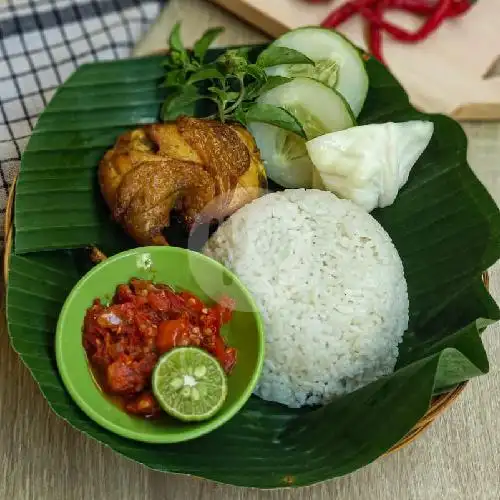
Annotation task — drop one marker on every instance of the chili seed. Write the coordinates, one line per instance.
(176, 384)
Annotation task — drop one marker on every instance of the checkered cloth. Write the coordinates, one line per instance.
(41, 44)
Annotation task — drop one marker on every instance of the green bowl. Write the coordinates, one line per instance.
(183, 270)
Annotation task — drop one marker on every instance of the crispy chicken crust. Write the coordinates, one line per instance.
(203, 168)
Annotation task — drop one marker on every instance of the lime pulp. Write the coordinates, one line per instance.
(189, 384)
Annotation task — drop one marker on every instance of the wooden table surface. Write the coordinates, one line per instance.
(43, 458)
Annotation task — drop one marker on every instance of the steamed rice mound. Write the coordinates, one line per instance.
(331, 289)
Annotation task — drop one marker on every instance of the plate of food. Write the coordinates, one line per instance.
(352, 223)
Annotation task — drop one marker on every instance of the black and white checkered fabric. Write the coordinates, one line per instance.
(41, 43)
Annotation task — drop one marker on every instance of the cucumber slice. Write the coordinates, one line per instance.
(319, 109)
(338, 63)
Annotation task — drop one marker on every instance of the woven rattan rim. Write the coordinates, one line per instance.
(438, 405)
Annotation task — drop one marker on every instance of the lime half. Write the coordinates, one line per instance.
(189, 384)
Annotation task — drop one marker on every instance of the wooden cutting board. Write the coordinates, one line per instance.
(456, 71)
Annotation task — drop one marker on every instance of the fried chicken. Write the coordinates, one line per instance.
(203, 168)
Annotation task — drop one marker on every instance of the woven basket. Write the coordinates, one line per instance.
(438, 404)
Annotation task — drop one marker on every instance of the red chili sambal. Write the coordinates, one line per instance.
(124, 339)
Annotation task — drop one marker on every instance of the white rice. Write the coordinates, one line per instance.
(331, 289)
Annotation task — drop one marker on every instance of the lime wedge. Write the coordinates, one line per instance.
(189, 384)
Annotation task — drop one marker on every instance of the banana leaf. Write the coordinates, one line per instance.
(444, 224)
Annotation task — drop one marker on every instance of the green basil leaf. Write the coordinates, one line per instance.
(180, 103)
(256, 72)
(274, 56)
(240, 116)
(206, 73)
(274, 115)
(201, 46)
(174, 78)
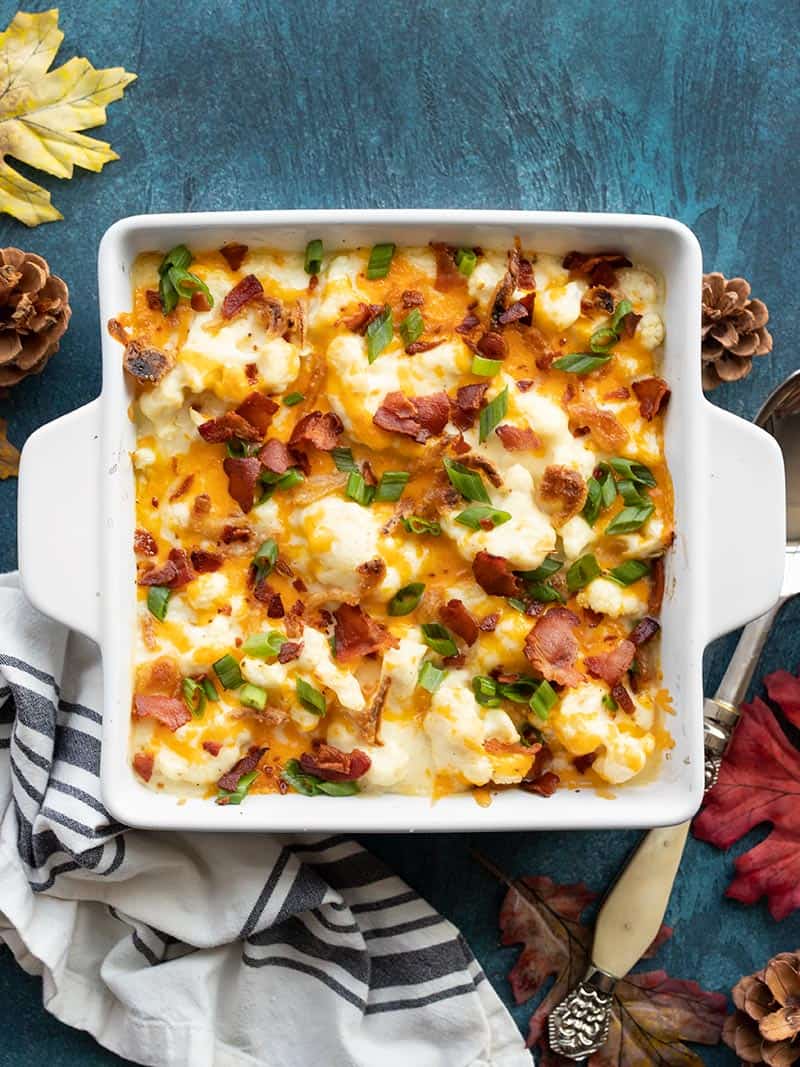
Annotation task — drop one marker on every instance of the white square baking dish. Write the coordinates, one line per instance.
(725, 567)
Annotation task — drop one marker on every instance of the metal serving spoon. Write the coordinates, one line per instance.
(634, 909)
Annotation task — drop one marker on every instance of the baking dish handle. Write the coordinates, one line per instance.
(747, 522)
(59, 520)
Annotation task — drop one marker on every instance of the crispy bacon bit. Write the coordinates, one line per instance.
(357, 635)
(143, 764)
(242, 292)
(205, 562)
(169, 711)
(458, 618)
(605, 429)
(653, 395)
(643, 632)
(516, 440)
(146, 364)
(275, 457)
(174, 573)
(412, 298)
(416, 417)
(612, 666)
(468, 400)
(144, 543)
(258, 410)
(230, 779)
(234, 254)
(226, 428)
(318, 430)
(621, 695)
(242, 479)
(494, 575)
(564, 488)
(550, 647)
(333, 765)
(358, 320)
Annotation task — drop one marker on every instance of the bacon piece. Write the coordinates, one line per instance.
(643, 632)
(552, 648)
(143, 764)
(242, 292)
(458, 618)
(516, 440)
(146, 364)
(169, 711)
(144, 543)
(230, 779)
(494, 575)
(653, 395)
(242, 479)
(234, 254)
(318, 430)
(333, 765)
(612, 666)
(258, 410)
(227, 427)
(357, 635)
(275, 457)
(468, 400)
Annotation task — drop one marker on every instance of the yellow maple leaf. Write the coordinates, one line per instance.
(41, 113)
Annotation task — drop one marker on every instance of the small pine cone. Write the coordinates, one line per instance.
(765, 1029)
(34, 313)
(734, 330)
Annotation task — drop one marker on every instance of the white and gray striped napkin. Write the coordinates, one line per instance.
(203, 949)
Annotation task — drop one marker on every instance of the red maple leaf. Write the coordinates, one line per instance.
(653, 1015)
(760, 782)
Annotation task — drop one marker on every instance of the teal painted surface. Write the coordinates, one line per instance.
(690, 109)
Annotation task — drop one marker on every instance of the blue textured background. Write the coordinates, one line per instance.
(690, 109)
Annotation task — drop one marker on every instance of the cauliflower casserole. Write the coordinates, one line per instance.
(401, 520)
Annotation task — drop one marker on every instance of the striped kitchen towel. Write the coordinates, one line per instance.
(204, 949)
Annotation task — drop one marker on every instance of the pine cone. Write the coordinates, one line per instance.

# # # # #

▶ WRITTEN PROBLEM
Reproduce word for word the lines of the data above, starting at the line that contains "casserole. Write the coordinates, one line per instance." and continuing through the final line of the data.

▶ RESPONSE TO THE TASK
Annotation task — drop one marker on every instance of the cauliflower casserole. Write the coordinates, one line per instance.
(401, 520)
Annotation task — drop one marker on every instance of the striped kitchen towel. Write the coordinates, one line per instance.
(204, 949)
Annotation task — drop one marker on every instance of the pine cone. Write the coordinates, one line per instance.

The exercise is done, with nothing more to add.